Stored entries
━━━━━━━━━━━━━━━━━━━━━━━━━━━━━━
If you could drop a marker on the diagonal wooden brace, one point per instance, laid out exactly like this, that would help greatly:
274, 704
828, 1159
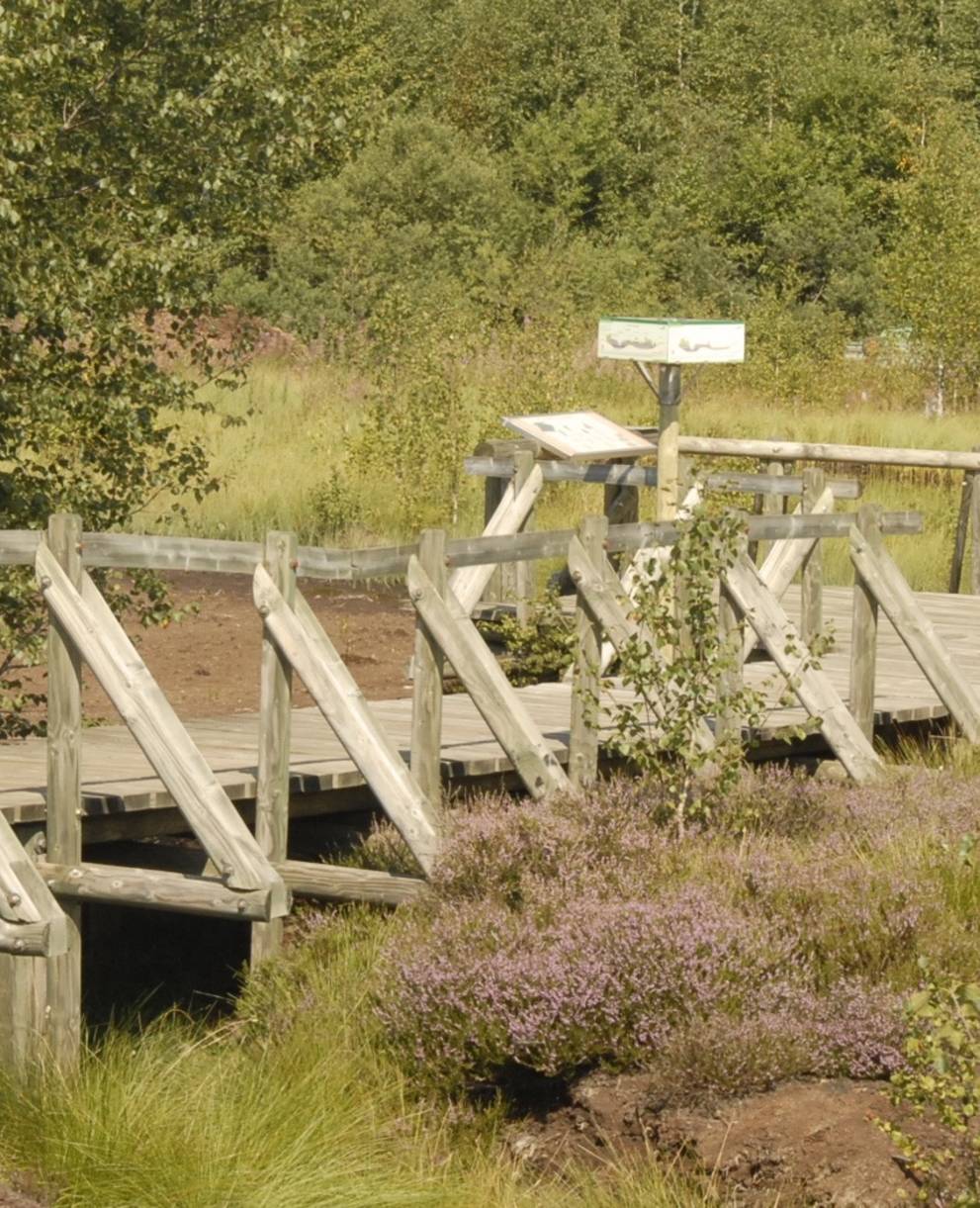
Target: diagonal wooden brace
498, 704
102, 641
886, 581
303, 643
812, 689
606, 600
━━━━━━━━━━━━━━━━━━━━━━━━━━━━━━
*The task:* Exactly as written, copy the entries above without their pictures.

*Expected answer:*
If you could drop a marker on the diagonal wooden brace, one point per instance, laid out exactly like this, that would help greatly:
274, 704
828, 1159
Target: diagonal wooden brace
498, 704
102, 641
886, 581
303, 643
812, 689
606, 600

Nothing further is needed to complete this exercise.